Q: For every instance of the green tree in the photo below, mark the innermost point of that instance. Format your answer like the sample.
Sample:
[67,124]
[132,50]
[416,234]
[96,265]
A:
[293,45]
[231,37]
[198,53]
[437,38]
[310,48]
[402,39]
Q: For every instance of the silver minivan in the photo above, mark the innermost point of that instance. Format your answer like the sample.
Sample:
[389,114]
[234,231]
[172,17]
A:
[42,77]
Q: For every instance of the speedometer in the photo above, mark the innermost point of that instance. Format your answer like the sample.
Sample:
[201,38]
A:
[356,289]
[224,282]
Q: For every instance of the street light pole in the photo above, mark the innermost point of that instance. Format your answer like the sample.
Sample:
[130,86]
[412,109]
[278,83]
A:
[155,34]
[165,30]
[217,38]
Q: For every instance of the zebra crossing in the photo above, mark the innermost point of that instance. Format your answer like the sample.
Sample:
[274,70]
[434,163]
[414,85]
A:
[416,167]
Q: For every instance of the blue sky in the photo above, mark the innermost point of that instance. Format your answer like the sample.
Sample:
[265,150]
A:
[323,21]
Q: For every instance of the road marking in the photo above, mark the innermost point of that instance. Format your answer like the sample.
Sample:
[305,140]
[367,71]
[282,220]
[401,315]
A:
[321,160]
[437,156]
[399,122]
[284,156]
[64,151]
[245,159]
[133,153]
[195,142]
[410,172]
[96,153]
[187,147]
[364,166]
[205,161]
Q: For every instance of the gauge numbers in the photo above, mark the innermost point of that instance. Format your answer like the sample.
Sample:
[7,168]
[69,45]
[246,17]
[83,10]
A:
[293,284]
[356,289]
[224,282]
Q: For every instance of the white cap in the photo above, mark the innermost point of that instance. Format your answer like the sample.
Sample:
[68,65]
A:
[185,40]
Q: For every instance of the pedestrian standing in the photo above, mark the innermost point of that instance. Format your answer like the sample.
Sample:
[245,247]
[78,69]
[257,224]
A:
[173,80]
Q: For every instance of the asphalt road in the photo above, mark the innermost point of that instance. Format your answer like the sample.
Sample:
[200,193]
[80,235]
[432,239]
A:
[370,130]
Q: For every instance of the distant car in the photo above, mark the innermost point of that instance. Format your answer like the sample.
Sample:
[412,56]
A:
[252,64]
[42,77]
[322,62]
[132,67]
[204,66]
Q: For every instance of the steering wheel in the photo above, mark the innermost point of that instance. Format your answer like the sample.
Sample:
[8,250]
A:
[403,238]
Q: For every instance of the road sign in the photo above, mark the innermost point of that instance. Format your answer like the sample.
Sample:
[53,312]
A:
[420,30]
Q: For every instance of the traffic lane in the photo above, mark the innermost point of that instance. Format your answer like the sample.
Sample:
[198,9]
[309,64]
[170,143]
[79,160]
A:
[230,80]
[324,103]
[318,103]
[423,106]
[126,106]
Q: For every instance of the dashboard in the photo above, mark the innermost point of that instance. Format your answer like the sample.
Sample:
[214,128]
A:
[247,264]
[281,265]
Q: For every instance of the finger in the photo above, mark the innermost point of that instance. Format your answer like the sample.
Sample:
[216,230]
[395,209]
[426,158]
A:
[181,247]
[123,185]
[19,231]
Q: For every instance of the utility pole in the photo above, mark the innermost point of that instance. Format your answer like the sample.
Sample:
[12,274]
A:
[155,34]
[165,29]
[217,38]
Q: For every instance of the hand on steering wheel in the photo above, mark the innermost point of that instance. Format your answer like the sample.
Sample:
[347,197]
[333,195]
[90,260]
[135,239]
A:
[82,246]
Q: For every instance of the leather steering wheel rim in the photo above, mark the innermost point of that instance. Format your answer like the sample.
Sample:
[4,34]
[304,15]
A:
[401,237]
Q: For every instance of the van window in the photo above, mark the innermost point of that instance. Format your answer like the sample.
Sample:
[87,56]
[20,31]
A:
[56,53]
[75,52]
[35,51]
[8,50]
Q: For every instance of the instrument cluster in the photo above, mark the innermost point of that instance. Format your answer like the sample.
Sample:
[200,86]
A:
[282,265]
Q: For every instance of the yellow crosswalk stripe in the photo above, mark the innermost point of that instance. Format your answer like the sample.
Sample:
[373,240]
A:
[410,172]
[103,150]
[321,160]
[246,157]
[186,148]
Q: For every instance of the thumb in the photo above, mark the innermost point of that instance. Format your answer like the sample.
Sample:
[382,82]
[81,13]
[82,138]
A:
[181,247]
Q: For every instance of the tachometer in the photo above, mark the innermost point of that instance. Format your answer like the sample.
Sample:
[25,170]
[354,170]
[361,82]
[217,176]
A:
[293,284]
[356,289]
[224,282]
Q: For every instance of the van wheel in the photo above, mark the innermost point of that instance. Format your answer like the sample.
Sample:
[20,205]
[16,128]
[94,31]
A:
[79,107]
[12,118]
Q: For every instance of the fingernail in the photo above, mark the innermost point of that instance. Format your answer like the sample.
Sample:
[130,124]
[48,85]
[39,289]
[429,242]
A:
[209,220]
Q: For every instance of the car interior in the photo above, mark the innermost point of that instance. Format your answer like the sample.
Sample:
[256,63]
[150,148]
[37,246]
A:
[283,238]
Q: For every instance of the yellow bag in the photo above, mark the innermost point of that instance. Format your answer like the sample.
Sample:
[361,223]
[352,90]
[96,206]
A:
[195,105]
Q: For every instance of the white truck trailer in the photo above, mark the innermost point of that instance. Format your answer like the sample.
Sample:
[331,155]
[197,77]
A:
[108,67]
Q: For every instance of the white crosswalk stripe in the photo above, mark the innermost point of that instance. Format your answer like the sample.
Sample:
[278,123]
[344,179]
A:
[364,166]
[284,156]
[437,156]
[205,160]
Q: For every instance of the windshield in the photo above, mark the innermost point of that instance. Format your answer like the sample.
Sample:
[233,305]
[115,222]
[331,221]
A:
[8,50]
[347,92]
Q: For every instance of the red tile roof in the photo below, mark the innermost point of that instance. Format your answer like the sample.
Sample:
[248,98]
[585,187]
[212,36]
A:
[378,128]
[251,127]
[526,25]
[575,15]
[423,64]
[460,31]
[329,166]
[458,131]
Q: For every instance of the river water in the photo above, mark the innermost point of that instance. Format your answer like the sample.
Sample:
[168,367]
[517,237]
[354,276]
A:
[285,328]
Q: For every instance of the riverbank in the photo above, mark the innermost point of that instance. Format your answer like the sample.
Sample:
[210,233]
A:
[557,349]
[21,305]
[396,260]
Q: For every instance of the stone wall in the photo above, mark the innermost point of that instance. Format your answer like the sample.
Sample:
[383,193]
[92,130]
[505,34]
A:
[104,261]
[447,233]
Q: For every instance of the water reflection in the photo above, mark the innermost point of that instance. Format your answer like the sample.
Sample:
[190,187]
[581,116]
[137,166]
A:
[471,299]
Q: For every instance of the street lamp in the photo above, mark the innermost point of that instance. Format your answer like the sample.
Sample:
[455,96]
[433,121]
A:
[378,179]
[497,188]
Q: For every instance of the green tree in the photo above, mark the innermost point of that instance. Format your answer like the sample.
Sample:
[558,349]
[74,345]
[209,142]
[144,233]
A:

+---+

Work instructions -
Filter the entries above down to the lines containing the word "crosswalk".

Your solution -
Q: For every instance of the yellow crosswalk stripe in the photo above, mark the innermost point of that instance. Format your answer like the sample.
Q: For every instance of the white crosswalk stripe in the photo above, mark the innermost point of that instance. Format your answer like the sample.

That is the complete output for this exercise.